======== SUPPLIED MATERIAL

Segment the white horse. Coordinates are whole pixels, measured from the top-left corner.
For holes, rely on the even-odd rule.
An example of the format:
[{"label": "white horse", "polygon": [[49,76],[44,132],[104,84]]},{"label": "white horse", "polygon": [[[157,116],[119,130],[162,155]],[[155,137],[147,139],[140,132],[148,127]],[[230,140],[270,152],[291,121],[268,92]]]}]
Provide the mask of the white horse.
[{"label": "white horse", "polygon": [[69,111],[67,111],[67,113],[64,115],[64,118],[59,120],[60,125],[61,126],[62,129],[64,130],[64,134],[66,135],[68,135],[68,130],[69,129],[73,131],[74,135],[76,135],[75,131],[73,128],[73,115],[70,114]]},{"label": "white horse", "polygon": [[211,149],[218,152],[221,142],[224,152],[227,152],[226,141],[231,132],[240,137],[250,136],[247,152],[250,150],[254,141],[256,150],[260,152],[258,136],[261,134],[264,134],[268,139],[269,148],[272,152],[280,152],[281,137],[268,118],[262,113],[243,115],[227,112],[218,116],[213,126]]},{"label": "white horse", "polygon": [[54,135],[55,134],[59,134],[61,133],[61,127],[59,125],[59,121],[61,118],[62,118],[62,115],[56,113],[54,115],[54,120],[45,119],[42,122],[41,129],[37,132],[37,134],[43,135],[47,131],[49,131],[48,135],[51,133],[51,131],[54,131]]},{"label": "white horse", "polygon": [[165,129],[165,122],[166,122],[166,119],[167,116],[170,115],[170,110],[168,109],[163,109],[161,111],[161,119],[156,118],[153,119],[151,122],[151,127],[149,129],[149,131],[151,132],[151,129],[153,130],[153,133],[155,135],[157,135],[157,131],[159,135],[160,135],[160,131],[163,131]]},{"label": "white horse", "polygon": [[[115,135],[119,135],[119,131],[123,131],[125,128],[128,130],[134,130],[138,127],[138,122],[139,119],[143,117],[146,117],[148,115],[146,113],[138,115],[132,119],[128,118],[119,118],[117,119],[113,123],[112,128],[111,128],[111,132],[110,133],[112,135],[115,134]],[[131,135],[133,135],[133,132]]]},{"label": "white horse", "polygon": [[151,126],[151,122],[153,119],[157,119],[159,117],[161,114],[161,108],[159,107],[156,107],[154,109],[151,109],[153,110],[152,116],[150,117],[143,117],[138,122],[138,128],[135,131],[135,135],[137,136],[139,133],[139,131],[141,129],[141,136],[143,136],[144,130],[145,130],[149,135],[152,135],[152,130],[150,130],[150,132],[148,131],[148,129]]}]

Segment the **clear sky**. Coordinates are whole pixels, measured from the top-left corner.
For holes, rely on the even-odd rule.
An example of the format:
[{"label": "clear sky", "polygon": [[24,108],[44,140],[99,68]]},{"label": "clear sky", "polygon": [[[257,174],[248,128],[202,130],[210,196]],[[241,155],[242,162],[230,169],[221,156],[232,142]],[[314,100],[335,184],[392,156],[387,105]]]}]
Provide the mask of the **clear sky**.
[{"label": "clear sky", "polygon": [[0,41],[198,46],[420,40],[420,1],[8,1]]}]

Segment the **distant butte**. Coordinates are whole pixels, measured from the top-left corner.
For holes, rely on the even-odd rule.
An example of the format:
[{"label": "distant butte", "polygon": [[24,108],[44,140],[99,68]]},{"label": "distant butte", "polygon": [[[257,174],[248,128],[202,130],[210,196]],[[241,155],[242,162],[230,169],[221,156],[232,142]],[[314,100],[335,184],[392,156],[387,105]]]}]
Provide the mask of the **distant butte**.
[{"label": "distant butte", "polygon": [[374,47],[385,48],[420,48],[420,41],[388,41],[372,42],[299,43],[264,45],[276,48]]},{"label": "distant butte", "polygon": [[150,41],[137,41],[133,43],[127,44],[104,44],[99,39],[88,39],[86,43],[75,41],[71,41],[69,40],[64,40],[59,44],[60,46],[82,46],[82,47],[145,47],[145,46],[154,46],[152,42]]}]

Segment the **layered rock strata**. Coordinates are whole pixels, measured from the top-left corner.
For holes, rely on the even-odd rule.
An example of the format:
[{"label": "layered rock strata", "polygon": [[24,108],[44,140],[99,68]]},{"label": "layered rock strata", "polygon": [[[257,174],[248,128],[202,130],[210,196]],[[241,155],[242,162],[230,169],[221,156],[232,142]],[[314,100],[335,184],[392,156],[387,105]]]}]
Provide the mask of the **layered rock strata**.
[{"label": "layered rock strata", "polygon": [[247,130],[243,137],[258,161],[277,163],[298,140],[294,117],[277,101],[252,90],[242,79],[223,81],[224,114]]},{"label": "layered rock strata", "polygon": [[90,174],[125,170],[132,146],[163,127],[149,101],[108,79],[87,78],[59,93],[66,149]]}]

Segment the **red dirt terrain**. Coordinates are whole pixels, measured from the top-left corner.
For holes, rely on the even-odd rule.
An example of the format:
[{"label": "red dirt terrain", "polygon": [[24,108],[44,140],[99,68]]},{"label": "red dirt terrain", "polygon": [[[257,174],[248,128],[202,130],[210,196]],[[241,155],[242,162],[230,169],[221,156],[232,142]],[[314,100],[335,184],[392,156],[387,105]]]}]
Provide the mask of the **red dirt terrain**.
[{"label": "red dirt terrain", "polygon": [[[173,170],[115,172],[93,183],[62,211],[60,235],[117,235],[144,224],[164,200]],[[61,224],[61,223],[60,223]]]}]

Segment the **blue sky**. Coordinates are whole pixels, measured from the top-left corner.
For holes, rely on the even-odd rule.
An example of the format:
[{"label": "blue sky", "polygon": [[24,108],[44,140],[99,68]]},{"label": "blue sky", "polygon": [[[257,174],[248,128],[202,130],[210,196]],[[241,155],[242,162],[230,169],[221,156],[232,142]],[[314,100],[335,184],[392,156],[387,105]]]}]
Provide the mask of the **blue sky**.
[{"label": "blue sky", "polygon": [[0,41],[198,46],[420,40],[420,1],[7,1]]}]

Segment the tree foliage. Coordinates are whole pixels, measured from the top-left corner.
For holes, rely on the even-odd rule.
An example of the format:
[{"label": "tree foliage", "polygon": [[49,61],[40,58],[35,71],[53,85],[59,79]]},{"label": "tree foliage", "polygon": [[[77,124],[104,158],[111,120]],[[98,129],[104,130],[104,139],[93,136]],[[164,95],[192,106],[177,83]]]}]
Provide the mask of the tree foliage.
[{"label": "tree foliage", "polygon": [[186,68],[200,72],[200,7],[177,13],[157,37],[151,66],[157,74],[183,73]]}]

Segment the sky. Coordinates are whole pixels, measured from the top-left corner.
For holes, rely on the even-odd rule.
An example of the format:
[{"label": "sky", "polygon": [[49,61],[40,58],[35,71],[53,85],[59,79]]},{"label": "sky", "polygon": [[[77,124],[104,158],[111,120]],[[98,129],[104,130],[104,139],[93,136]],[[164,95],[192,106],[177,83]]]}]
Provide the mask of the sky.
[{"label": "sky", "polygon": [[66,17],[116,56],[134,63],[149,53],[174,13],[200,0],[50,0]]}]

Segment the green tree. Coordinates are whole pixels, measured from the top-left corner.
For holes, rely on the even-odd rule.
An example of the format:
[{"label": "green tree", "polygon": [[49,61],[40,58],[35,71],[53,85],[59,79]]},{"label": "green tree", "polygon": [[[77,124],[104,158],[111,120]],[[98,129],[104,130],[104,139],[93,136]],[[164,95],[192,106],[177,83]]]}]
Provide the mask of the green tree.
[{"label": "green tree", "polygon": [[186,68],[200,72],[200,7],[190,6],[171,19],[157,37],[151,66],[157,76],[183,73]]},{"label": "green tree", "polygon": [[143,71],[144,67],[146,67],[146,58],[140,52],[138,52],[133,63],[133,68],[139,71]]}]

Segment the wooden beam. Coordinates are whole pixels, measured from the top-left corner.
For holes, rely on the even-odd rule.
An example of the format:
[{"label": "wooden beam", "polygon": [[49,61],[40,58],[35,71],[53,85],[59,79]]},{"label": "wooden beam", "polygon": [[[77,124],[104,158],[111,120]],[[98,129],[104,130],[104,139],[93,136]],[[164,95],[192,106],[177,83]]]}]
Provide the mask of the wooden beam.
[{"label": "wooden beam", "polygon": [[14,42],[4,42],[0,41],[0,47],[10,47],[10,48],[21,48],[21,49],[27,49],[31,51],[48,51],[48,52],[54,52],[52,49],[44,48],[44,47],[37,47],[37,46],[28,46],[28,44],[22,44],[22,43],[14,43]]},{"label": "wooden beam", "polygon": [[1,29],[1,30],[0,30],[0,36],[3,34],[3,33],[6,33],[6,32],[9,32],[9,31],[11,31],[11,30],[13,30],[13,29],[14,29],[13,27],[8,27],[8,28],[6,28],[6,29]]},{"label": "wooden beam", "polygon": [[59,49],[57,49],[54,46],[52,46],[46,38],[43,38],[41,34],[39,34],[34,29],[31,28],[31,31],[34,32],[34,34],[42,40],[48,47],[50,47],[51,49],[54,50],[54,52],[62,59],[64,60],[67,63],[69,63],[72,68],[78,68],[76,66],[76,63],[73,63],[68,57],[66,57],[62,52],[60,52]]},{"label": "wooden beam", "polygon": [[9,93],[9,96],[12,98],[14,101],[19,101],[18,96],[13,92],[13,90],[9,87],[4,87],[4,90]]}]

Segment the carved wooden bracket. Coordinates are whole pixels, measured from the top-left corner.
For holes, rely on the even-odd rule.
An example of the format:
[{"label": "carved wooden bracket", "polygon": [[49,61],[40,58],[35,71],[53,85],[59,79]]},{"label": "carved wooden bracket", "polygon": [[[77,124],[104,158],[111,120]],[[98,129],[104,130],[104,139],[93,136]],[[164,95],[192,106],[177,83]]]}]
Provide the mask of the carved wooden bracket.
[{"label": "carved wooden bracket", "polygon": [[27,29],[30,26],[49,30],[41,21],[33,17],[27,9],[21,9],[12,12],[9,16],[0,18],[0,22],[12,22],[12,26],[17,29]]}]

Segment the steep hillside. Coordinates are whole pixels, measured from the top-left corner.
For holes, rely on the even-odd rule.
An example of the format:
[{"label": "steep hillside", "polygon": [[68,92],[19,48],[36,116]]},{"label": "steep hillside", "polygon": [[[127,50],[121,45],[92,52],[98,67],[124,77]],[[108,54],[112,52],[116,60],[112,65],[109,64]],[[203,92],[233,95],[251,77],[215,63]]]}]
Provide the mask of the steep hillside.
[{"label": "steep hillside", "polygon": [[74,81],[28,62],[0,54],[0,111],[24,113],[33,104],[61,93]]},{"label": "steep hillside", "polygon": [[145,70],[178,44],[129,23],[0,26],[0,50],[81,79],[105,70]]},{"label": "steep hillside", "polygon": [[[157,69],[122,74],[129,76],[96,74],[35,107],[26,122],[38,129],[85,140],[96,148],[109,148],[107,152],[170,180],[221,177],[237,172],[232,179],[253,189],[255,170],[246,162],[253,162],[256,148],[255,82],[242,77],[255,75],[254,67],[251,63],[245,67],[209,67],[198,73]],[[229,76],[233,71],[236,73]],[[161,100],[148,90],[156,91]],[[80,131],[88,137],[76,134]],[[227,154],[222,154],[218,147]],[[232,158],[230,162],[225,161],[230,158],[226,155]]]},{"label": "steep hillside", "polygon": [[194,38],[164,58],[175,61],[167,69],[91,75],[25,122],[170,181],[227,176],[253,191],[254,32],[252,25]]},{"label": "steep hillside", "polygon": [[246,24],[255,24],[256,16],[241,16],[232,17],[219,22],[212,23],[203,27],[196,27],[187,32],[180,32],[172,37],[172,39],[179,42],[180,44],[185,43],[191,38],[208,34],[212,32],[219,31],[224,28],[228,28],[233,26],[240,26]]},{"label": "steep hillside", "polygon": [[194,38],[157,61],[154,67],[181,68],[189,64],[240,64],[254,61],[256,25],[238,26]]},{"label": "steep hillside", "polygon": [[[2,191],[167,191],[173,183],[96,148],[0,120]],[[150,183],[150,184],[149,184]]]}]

================

WHAT THIS TASK INVOLVES: Can you render the lines of the items as a Markdown table with the columns "Row" and "Line", starting at the beginning of the items and ending at the line containing "Provide the mask of the white horse.", with blank lines omitted?

REPLY TO THE EXERCISE:
| Row | Line |
|---|---|
| 1 | Segment the white horse. Coordinates are whole pixels, measured from the top-left corner. |
| 2 | For holes, rely on the even-odd rule. |
| 3 | An example of the format: |
| 4 | [{"label": "white horse", "polygon": [[49,76],[44,132],[104,84]]},{"label": "white horse", "polygon": [[[157,116],[119,130],[162,155]],[[155,137],[147,139],[140,132],[148,127]],[[230,140],[270,152],[291,121],[268,92]]]}] |
| 5 | Provide the mask of the white horse. |